- [EXERCISE INSTRUCTIONS] Rewrite the lines below, replacing "red poppy" with "poppy flower" and leaving everything else unchanged. Omit the pictures.

════════

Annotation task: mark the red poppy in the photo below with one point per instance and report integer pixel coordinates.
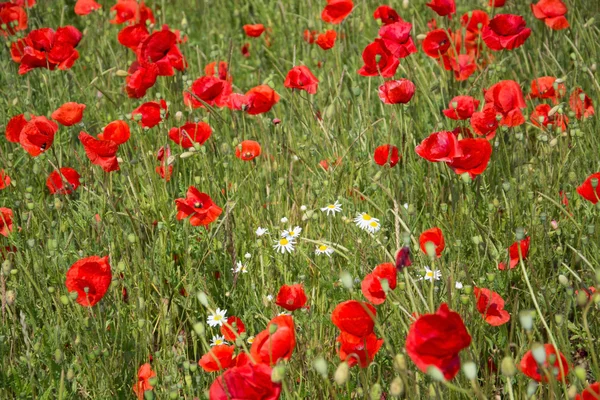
(439, 146)
(513, 251)
(218, 358)
(386, 154)
(491, 307)
(354, 317)
(236, 324)
(507, 98)
(249, 381)
(45, 48)
(197, 206)
(552, 12)
(145, 373)
(475, 157)
(581, 104)
(69, 114)
(5, 221)
(190, 133)
(436, 340)
(505, 32)
(90, 277)
(443, 7)
(386, 14)
(209, 89)
(531, 368)
(326, 40)
(378, 60)
(398, 91)
(268, 348)
(590, 190)
(152, 113)
(461, 107)
(64, 182)
(291, 297)
(85, 7)
(358, 350)
(396, 38)
(254, 30)
(117, 131)
(336, 11)
(100, 152)
(301, 78)
(247, 150)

════════

- [ANSWER TO THE TASK]
Annotation task: mark the poppy flower in the photo below with one point per instance and report integer pixel coordinates.
(439, 146)
(513, 251)
(218, 358)
(386, 154)
(491, 307)
(354, 317)
(236, 324)
(507, 98)
(249, 381)
(45, 48)
(197, 206)
(552, 12)
(145, 373)
(475, 157)
(581, 104)
(69, 114)
(5, 221)
(190, 133)
(436, 340)
(505, 32)
(90, 277)
(443, 7)
(386, 14)
(209, 89)
(531, 368)
(326, 40)
(378, 60)
(398, 91)
(268, 348)
(590, 190)
(152, 113)
(461, 107)
(64, 182)
(291, 297)
(85, 7)
(358, 350)
(396, 38)
(254, 30)
(117, 131)
(336, 11)
(100, 152)
(301, 78)
(247, 150)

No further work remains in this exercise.